- Required work: Nothing but the lines below, from the first through the line containing "Place a point on every instance of the culture", should be set down, each one exactly and without pictures.

- Point localization data:
————————

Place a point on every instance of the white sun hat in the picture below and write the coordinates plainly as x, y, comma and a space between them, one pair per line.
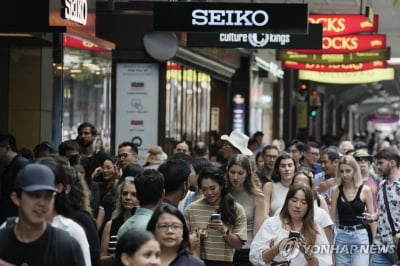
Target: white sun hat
239, 141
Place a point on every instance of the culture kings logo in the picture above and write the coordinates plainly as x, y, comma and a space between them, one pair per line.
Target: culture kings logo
204, 17
254, 39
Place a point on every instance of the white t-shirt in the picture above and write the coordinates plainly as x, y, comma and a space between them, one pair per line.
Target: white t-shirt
271, 230
321, 217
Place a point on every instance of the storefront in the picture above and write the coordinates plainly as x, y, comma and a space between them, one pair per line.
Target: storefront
37, 70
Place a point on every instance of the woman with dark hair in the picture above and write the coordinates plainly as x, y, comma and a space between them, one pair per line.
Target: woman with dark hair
194, 193
125, 206
169, 226
61, 215
137, 248
282, 176
219, 221
292, 238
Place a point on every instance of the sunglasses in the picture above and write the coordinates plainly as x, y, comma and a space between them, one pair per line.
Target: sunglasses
363, 158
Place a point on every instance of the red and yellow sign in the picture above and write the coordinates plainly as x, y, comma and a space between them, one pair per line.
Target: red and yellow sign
336, 25
343, 58
347, 44
76, 43
365, 76
335, 67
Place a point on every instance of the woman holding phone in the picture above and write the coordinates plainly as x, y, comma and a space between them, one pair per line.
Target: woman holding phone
219, 235
241, 185
350, 199
275, 242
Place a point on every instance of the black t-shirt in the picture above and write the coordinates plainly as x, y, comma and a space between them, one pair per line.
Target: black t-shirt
54, 247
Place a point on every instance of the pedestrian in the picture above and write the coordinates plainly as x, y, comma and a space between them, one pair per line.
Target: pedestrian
169, 227
292, 237
32, 241
137, 248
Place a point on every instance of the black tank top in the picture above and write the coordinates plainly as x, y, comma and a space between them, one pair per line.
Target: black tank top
348, 210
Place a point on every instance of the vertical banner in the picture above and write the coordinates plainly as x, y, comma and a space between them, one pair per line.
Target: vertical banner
238, 113
136, 112
302, 114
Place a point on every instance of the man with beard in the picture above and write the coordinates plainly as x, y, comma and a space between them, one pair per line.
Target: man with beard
387, 166
270, 154
87, 134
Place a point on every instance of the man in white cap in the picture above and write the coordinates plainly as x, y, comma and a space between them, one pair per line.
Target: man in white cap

————————

- Task output:
Place a point on every instance of the white sun hat in the picture below and write the coordinates plainly as x, y, comma and a space between them, one pair per line.
Target: white sun hat
239, 141
Place a point on every instance of the culture kings logo in the picture above and write the coordinates plainly as x, y, comma and a space between them, one pair per line.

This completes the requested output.